## WHAT YOU SHOULD DO
Return only those lines of the listing in which "metal" appears.

━━ DATA TO PROCESS ━━

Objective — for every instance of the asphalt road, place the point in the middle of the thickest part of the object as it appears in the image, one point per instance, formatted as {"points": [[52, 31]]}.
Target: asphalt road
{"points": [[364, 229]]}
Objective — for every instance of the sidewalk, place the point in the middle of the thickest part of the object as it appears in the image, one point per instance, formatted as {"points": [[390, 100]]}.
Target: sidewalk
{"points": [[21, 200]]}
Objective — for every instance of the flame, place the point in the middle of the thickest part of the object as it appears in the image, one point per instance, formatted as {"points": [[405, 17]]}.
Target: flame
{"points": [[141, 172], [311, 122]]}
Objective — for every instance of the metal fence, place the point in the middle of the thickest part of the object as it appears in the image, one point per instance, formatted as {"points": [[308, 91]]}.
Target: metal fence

━━━

## SOLUTION TO THIS TASK
Objective — for every instance of the metal fence, place the point in the middle of the thickest part of the object as it appears in the image, one point per instance, formatted as {"points": [[308, 91]]}.
Target: metal fence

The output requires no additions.